→ SET TASK
Copy the lines below word for word, from the very first line through the line that contains "x=211 y=262", with both of those lines included.

→ RECORD EXTRACTS
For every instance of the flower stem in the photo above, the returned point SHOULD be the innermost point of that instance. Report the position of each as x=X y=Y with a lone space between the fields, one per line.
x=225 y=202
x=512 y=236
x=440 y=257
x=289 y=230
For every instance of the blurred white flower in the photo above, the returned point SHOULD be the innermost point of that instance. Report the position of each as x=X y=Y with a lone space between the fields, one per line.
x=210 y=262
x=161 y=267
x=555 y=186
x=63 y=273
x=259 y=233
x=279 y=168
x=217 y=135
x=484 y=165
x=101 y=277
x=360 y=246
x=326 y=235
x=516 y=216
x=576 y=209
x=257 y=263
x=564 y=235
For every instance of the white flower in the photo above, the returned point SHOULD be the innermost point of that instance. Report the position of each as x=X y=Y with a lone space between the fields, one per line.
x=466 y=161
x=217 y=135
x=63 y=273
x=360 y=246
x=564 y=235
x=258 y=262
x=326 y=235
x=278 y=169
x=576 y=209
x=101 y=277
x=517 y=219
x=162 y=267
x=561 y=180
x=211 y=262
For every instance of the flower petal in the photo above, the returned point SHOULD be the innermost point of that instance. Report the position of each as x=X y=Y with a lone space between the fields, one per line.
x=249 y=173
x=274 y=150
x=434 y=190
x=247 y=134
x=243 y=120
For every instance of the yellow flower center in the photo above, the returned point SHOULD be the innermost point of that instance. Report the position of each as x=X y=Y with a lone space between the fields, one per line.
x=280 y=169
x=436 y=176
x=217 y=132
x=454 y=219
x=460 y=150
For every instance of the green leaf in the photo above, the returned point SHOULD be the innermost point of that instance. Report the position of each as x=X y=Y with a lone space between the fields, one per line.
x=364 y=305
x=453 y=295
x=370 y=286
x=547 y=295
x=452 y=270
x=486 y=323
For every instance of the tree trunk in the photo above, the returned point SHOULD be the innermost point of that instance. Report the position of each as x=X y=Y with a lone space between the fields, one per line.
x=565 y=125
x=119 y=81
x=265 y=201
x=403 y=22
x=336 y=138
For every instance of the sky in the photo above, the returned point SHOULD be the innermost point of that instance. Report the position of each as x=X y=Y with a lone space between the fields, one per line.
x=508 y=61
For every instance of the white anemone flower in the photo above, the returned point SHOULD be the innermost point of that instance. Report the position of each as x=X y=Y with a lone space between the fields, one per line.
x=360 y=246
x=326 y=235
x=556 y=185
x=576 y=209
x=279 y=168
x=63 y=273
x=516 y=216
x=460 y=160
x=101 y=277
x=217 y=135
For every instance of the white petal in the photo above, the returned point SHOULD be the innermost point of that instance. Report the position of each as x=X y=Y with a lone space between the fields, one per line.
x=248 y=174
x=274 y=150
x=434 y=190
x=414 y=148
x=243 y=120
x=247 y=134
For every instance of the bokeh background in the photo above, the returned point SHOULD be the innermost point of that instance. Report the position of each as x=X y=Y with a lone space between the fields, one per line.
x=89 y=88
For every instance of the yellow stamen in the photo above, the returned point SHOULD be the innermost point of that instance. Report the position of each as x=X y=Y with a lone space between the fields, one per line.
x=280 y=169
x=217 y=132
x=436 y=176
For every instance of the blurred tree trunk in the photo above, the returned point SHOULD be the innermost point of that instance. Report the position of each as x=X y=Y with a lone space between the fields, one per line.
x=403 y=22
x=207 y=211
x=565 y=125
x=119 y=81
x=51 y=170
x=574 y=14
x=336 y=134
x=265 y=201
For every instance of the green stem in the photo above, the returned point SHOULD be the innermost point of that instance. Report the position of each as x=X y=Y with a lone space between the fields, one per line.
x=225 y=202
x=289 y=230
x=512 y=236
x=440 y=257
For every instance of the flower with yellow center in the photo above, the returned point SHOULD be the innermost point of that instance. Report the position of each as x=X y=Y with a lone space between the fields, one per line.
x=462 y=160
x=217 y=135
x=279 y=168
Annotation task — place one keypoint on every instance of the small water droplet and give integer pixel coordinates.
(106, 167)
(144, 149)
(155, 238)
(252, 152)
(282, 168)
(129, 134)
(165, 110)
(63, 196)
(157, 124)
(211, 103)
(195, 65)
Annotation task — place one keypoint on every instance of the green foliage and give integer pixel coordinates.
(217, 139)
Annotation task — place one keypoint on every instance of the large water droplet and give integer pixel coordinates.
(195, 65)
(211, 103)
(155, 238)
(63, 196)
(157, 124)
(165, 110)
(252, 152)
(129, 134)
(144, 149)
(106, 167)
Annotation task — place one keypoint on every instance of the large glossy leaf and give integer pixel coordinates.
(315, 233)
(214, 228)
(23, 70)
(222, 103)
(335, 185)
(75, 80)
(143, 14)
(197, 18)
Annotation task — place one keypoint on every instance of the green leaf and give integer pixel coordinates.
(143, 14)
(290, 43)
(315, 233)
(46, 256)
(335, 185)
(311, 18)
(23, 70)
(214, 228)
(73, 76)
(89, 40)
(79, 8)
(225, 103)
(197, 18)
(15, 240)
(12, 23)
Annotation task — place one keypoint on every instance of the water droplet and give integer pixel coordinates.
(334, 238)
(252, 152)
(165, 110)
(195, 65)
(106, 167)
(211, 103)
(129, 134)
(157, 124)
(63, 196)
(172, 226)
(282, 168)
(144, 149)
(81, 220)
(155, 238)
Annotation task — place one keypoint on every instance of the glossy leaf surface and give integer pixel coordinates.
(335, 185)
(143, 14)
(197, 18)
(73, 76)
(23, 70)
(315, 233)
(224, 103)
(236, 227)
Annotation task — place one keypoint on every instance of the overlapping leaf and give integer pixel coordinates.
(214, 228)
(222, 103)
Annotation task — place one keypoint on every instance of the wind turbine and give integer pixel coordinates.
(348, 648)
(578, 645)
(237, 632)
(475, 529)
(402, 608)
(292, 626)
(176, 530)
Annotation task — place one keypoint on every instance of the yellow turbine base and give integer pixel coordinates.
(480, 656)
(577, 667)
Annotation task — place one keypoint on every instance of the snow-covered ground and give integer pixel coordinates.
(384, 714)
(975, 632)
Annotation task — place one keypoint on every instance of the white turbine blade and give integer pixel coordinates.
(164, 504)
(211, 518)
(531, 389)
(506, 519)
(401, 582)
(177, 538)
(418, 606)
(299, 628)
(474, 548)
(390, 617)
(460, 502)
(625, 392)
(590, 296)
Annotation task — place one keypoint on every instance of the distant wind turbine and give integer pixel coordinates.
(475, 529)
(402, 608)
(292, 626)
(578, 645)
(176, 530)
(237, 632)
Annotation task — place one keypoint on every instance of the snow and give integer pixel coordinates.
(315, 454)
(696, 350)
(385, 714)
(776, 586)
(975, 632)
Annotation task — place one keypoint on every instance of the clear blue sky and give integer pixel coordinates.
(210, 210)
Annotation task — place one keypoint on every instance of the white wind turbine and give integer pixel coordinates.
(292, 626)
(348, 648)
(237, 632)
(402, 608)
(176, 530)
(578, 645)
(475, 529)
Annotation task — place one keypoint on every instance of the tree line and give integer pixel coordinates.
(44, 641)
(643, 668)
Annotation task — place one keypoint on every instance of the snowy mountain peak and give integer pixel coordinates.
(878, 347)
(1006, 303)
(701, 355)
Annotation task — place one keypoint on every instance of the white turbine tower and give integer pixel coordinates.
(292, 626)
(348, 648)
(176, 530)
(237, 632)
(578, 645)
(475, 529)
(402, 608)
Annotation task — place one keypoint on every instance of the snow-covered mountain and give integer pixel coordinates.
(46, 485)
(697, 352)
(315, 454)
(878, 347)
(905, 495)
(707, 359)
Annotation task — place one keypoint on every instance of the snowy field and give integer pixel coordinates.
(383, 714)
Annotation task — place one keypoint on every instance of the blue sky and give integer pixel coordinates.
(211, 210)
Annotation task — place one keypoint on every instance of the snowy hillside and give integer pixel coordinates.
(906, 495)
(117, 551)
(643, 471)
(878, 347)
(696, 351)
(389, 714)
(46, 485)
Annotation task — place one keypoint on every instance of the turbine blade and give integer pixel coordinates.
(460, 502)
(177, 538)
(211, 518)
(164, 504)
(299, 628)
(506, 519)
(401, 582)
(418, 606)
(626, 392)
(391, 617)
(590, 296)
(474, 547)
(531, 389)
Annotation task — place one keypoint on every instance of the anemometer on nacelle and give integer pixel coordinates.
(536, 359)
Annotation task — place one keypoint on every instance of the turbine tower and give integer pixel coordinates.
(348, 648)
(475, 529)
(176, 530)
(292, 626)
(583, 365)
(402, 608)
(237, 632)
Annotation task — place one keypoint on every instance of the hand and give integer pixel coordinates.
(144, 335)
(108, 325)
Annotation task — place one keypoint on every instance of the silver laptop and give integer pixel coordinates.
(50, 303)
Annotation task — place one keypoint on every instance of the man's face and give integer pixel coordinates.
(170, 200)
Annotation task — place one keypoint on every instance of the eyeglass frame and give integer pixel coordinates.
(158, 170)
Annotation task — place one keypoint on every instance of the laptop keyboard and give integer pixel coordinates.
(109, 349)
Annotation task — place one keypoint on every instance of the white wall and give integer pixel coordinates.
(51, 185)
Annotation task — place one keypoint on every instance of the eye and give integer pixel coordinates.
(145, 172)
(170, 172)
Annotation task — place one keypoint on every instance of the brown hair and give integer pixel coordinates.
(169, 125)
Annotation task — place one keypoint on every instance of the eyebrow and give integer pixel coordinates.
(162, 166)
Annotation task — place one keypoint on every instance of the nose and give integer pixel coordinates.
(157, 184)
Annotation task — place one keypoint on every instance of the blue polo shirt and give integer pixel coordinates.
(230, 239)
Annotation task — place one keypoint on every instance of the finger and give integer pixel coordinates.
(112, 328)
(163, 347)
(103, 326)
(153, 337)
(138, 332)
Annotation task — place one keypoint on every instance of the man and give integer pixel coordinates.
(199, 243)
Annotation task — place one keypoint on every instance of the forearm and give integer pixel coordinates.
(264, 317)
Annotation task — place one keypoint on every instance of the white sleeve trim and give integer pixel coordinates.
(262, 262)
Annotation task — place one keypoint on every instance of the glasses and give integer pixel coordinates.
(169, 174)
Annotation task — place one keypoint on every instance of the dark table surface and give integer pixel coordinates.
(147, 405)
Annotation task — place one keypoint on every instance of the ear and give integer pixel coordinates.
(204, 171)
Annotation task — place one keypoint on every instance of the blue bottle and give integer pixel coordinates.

→ SOLUTION TO THIS TASK
For every instance of the flower stem in the photo above, the returned point SHOULD be the innermost point of that instance. Report the position of each as x=X y=Y with a lone space between the fields, one per line.
x=225 y=202
x=512 y=236
x=440 y=257
x=289 y=230
For every instance of the blurred white flower in the photo above, the returned point SHOULD be the innermost point of that instance. Report the position of each as x=X y=Y with a lone space between the fields, one per line.
x=210 y=262
x=161 y=267
x=555 y=186
x=63 y=273
x=259 y=233
x=279 y=168
x=217 y=135
x=484 y=165
x=101 y=277
x=360 y=246
x=326 y=235
x=516 y=216
x=576 y=209
x=257 y=263
x=564 y=235
For every instance of the white flower in the photo above, the returned point SHOULD be the innermost point of that instance. Report the position of each as x=X y=Y with a lone space between the fields, one per line.
x=466 y=161
x=217 y=135
x=63 y=273
x=360 y=246
x=564 y=235
x=258 y=262
x=326 y=235
x=278 y=169
x=576 y=209
x=101 y=277
x=517 y=219
x=162 y=267
x=561 y=180
x=211 y=262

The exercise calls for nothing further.